▸ YOUR TASK: Reproduce the part of the turn detection article between "You’re talking to" and "The conversation breaks.", inclusive, with no changes.

(DOCUMENT TEXT Opens)

Why Turn Detection Is the Biggest Problem in Voice AI (And H

You’re talking to a voice agent. The AI responds to your question. But instead of waiting for you to stop speaking, it interrupts mid-sentence. Or it waits too long, creating an awkward silence. Your frustration grows. The conversation breaks.

This is the number one failure mode of voice agents in production.

Tom Shapland, PM at LiveKit, describes it directly: “The biggest problem in voice agents currently, and it has been this since LLM-based voice agents have come to the scene, has been turn detection. Because the conversation breaks down and the user gets frustrated and the call doesn’t go to its objective when the agent and humans start talking over each other.”

Turn detection isn’t sexy. It’s not a new model or a breakthrough algorithm. But it’s the difference between a voice agent that feels natural and one that makes users want to hang up.

What Turn Detection Actually Does

Turn detection solves one fundamental problem: knowing when the human is done speaking so the AI can start its response.

It sounds simple. It’s not.

The challenge is that silence doesn’t mean someone is finished talking. A thoughtful person pauses while forming their response. A non-native speaker takes time between sentences. A child thinks before answering. And different people have different patterns.

“People have different styles of talking to each other,” Tom explains. “Part of what you and I do when we talk is when we first start talking, we’re doing some sort of calibration with each other and know how long to wait.”

Humans handle this through paralinguistic cues — the tone, pacing, breathing patterns, and semantic context that signal someone’s intent to yield the floor. They also dynamically adjust. “Even midway through a conversation, I will dynamically calibrate and be like, this is actually kind of a more thoughtful topic. And so I should maybe give her more space for thinking of her response.”

A voice agent trying to detect turns via simple silence thresholds has none of this. It either cuts people off or waits awkwardly.

Why It Fails with Kids (And Why That Matters)

Tom’s daughter uses ChatGPT’s voice mode. “When she talks with ChatGPT using the voice mode, it was actually a terrible experience. The way kids talk and the way they pause and the way they interrupt are more unpredictable than adults. She’s thinking and then ChatGPT just jumped in, and then they started arguing with each other.”

This happens because consumer voice models are trained on typical adult conversation patterns. Kids have different patterns. So do people from different cultures. Non-native speakers. People with processing differences.

A production voice agent can’t assume a single conversation style. It needs to handle variation. That’s why turn detection matters: it’s the knob that lets you dial in the right behavior for your use case.

The LiveKit Approach: Flexibility Over Defaults

This is where many voice agent platforms fail. They bake in a single turn-detection strategy and force everyone to live with it. The result: works great for some users, terrible for others.

LiveKit’s approach is different. “We aim to have it default out of the box, the turn taking to be as good as possible,” Tom says. “We recognize that there’s different use cases and that you have the flexibility to parameterize the models and build your agent in a way that is going to work for your use case and the different turn taking characteristics of your use case.”

In practice, this means:

You can customize turn-taking behavior. Adjust how long the agent waits before assuming the user is done. Tighten thresholds for faster, more aggressive turn-taking. Loosen them for thoughtful conversations.

(DOCUMENT TEXT Closes)
(GIVEN INFORMATION Opens)

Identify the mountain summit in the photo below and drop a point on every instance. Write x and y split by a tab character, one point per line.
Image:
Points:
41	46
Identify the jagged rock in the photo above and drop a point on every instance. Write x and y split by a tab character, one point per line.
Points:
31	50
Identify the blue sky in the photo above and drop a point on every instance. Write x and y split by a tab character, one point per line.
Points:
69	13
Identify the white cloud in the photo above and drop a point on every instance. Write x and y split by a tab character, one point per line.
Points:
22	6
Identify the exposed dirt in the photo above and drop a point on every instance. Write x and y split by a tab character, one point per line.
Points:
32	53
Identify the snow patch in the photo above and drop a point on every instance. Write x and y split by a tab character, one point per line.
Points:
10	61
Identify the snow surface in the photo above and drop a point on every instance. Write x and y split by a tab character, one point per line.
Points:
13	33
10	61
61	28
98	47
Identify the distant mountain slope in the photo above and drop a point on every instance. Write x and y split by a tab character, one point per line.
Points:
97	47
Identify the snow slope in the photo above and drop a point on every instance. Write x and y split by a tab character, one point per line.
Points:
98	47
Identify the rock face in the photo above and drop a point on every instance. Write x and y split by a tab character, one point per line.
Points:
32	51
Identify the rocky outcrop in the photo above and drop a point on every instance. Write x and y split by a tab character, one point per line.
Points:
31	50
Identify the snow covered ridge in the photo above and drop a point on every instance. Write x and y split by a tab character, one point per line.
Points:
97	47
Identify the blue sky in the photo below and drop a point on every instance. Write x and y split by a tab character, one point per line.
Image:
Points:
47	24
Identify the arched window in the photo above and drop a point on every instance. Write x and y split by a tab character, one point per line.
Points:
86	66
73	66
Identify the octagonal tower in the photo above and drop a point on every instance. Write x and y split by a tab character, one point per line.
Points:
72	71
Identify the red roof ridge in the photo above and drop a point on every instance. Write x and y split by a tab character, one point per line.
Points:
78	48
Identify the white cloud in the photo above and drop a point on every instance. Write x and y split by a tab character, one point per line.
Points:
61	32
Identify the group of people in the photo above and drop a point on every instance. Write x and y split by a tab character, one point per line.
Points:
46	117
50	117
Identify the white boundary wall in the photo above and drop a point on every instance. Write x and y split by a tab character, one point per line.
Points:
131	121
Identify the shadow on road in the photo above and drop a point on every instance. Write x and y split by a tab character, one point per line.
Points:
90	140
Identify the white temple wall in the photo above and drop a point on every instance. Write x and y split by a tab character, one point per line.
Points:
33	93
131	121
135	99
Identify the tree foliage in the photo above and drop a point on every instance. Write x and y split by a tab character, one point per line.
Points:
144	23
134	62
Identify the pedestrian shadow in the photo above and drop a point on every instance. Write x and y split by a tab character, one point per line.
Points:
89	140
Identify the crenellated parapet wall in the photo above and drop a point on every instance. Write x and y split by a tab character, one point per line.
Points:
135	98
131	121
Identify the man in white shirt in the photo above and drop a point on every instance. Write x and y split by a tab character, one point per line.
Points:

(GIVEN INFORMATION Closes)

▸ SOLUTION:
You’re talking to a voice agent. The AI responds to your question. But instead of waiting for you to stop speaking, it interrupts mid-sentence. Or it waits too long, creating an awkward silence. Your frustration grows. The conversation breaks.